• STATED EXERCISE 1
Please identify every line in the rows that contains the string "face", and copy each one. Case counts.
### EXCERPT PROVIDED ###
Compare logit link function:
\[ \text{Pr}(y_i = 1) = \Lambda({X\beta}) \]
and the ordered logit:
\[ \text{Pr}(y_i = 1) = \Lambda({\tau_1 - X\beta}) \]
This difference is closely related to how we coded the dependent variables for separate logit models: the “success” category \(y = 1\) there was the values below a certain threshold. In the ordered logit, the positive coefficients would imply variable’s contribution to increasing the probability for a higher-ranked category.
It’s your turn again. Change the code from the ordered logit so that you have an ordered probit model. And check if your function works.
Hint: You only need to change the calculation of the
log-likelihood. Remember that 1 / (1 + exp(-x) is the CDF
of logistic distribution. For the probit model, you need to use the CDF
of the normal distribution instead (which is implemented in
R already).
# start by copying the log likelihood function for the ordered logit model.
###
• STATED EXERCISE 2
In the excerpt, shorten the paragraph that begins "This difference is closely related" while keeping its main facts.
### INPUT DATA ###
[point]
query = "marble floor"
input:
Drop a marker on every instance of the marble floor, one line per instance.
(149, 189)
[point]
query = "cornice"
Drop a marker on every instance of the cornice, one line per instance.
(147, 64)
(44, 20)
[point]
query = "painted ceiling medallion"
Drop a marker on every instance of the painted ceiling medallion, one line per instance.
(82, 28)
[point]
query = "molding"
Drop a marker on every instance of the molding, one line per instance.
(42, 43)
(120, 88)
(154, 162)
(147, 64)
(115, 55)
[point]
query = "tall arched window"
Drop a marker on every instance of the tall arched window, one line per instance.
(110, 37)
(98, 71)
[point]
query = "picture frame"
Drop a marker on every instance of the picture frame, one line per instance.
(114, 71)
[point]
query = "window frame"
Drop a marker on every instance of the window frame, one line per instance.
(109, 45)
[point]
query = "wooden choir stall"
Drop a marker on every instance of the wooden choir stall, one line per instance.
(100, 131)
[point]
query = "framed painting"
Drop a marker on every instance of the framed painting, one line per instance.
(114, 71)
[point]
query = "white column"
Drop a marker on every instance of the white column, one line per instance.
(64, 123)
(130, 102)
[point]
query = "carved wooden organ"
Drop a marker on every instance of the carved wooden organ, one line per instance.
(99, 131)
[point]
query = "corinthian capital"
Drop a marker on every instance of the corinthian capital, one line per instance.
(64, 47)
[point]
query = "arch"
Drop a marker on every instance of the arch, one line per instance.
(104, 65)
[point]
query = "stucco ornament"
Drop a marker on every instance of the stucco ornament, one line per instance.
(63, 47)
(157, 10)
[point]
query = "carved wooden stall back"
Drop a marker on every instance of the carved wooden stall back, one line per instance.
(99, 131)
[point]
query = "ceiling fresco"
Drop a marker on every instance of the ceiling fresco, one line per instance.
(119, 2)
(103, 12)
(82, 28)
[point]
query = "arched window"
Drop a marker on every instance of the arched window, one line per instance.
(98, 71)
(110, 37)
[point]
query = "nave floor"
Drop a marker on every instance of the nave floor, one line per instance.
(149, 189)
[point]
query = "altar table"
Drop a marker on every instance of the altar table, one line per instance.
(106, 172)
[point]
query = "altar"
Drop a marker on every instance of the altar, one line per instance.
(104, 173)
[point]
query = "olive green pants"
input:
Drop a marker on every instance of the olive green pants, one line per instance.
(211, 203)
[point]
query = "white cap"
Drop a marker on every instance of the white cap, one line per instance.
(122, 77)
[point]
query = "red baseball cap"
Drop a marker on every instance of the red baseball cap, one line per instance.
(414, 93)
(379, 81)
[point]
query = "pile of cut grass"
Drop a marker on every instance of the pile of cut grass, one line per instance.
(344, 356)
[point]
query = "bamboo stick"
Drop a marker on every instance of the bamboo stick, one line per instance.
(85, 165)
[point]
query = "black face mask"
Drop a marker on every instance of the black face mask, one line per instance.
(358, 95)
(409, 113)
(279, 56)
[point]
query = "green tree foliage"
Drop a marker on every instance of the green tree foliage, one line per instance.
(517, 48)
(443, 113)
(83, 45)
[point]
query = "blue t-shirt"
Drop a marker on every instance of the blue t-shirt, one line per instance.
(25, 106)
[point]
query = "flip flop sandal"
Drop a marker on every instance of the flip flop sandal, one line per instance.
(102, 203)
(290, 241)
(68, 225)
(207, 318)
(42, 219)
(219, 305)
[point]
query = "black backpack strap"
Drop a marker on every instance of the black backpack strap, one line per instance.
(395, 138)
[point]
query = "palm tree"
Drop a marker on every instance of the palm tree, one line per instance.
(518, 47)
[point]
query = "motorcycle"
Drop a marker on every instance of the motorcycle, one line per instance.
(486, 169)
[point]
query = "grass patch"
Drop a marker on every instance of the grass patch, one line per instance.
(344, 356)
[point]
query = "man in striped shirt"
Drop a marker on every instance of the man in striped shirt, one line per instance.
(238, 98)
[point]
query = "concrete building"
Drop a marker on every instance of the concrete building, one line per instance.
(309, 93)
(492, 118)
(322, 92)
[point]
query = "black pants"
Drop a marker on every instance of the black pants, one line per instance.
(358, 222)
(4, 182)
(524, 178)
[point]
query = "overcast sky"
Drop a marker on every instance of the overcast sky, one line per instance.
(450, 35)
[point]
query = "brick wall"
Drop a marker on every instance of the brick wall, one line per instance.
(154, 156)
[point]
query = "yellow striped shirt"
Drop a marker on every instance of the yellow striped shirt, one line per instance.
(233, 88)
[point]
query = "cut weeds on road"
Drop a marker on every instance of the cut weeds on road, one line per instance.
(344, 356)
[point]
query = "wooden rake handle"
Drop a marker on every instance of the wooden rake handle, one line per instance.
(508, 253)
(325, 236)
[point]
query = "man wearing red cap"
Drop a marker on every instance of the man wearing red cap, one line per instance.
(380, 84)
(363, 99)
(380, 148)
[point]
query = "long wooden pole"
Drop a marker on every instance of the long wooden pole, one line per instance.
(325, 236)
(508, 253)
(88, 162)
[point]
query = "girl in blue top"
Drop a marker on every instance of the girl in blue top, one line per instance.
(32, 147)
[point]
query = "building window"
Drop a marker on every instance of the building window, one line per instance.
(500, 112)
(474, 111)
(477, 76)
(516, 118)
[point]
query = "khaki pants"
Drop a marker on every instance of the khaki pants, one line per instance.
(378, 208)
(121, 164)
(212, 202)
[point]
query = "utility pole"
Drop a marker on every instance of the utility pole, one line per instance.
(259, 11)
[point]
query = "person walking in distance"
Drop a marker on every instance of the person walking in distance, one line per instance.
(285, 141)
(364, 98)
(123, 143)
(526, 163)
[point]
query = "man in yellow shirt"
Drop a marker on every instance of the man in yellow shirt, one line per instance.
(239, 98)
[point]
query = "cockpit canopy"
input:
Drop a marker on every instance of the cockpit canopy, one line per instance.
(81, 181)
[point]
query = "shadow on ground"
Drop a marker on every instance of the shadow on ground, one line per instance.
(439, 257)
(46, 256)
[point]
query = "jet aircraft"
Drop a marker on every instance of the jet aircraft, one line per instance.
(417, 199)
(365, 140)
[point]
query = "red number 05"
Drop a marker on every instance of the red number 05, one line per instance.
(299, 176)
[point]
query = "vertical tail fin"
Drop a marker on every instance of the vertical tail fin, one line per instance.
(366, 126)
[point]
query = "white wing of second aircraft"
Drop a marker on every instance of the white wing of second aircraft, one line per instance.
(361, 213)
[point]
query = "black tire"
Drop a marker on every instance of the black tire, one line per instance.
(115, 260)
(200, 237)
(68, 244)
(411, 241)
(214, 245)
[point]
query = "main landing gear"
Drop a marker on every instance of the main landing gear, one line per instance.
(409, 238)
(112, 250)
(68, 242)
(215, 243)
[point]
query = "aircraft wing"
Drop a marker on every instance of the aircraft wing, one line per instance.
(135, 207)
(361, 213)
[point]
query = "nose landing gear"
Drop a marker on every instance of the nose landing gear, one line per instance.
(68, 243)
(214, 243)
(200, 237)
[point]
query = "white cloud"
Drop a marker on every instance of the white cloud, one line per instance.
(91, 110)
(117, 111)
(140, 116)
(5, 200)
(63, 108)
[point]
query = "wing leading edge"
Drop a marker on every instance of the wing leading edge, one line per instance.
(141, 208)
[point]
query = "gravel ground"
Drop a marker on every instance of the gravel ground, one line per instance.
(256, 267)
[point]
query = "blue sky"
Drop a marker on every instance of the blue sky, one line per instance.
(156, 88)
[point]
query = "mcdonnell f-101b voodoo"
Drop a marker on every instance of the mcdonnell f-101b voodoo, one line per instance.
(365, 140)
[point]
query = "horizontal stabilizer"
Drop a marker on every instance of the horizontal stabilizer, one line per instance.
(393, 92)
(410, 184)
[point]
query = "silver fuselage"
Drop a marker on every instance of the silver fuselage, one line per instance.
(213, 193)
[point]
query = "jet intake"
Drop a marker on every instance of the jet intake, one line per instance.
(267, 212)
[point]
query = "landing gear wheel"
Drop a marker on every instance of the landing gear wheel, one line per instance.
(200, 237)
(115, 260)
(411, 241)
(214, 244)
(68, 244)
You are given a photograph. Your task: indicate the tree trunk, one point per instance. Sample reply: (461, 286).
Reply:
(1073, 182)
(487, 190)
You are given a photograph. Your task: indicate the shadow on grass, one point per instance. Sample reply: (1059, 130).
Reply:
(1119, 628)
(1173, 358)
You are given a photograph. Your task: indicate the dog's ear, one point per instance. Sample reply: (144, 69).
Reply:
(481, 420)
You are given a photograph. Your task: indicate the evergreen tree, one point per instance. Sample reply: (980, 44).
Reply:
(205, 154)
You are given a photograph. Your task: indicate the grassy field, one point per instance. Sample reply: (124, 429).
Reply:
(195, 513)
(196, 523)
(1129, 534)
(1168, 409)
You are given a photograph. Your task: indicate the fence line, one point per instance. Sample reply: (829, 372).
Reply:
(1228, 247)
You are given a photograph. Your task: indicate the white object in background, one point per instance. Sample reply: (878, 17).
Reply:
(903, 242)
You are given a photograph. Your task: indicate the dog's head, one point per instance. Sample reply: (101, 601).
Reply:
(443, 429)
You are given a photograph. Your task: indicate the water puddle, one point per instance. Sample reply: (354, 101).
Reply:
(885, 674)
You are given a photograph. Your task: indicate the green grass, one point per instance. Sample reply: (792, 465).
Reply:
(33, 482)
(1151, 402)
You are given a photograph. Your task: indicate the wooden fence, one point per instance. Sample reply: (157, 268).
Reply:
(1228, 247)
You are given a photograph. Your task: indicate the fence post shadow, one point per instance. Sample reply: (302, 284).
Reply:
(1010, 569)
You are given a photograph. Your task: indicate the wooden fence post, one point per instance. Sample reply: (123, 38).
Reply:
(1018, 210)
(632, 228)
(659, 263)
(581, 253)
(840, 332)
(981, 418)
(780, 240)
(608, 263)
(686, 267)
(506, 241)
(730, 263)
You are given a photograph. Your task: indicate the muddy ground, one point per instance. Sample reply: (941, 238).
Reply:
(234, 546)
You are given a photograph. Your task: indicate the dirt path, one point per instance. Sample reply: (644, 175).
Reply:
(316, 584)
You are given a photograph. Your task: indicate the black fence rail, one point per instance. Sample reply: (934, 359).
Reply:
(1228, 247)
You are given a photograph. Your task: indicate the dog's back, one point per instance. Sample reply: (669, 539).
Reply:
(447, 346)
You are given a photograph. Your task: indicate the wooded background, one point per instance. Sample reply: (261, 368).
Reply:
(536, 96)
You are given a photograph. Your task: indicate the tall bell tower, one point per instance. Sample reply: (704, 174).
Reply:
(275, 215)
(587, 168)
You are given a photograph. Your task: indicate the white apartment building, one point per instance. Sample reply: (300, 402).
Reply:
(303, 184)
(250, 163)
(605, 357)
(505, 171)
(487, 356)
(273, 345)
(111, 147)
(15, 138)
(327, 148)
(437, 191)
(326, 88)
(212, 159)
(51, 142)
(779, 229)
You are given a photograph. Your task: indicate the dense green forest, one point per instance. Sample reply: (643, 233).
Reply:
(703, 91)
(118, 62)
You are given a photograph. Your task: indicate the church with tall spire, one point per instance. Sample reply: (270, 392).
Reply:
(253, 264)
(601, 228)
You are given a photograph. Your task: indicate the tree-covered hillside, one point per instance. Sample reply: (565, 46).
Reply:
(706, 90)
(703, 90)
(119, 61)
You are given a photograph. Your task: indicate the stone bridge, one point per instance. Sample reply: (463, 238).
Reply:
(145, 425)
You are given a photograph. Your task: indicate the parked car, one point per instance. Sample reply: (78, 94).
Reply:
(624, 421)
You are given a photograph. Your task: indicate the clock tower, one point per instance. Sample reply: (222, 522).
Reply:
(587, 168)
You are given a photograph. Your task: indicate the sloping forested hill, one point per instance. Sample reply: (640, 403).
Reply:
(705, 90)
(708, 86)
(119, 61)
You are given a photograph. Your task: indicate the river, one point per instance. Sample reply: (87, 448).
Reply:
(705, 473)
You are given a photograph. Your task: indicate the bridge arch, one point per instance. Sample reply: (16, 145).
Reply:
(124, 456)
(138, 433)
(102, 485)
###
• WRITTEN RESPONSE 1
query = "black face mask"
Drop a marker on every instance of the black face mask, one line per instance.

• WRITTEN RESPONSE 2
The difference ties to how the dependent variables were coded for the separate logit models, where the "success" category y = 1 was the values below a certain threshold. In the ordered logit, positive coefficients imply that a variable raises the probability of a higher-ranked category.